* **WHAT THIS TASK INVOLVES**
Give back exactly the lines from the one that includes "Could you please point out the wet road" to the last line below, both included, and no further lines.

* **INFORMATION SHOWN**
=======
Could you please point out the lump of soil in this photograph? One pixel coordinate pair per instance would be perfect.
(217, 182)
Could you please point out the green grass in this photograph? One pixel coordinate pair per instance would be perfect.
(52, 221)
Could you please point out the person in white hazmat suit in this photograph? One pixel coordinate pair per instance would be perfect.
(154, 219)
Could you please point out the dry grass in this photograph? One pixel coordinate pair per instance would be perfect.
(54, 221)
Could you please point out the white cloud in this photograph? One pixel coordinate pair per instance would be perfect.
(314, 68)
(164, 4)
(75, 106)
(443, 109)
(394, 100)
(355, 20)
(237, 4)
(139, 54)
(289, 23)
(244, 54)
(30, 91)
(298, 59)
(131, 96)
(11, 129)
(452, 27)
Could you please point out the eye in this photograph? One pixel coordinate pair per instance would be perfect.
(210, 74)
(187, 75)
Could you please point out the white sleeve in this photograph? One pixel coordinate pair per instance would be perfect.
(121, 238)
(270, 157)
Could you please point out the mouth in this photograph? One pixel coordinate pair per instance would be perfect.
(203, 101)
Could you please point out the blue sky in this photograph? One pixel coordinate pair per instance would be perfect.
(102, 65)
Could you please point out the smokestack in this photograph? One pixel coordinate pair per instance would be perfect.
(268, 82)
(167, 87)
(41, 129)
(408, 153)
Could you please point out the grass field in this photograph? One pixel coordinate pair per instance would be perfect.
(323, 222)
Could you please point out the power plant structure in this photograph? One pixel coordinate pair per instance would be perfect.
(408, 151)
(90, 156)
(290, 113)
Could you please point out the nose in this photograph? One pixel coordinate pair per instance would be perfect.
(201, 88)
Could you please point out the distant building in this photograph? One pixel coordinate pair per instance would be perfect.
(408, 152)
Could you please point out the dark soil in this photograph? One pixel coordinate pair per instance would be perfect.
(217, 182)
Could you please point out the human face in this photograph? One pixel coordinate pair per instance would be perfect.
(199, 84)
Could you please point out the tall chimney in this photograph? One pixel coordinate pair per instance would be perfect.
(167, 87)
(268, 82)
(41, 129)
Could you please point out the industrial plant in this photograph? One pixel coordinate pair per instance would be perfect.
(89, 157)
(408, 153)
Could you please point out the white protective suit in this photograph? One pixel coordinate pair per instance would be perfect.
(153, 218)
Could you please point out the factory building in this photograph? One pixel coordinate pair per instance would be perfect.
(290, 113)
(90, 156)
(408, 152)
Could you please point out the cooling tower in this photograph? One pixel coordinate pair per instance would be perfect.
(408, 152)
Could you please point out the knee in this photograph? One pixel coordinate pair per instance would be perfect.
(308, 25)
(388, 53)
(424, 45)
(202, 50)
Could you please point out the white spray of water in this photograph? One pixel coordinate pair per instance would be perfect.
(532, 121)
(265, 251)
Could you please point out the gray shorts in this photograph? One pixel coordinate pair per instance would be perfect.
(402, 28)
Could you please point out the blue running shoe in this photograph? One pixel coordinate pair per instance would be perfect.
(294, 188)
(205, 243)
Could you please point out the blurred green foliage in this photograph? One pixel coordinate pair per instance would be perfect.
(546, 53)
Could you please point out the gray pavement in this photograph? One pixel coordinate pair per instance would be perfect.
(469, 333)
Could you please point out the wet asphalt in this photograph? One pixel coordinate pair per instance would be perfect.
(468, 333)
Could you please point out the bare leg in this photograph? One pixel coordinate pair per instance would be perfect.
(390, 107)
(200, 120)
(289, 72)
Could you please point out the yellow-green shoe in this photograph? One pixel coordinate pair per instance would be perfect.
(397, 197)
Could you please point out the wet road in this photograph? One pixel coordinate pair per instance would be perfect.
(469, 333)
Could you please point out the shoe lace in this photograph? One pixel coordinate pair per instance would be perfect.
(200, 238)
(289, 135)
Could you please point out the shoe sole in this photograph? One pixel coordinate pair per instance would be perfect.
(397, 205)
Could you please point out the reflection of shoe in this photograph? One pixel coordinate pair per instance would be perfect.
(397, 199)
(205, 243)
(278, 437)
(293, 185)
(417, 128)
=======
* **SOLUTION TO THIS PROBLEM**
Could you please point out the wet road in this photograph? One pixel coordinate pair per instance would be perfect.
(469, 333)
Could you please point out the shoe lace in this photograph? One pixel coordinate pair per instance would be perfect.
(200, 238)
(289, 135)
Could you please point out the shoe sole in this photograph? One pixel coordinate pair per instance would be perfect.
(397, 205)
Could you please point out the reflection of shoe in this photograph? One pixel coordinate pair per instance would be perfect.
(397, 199)
(205, 243)
(278, 437)
(293, 185)
(417, 128)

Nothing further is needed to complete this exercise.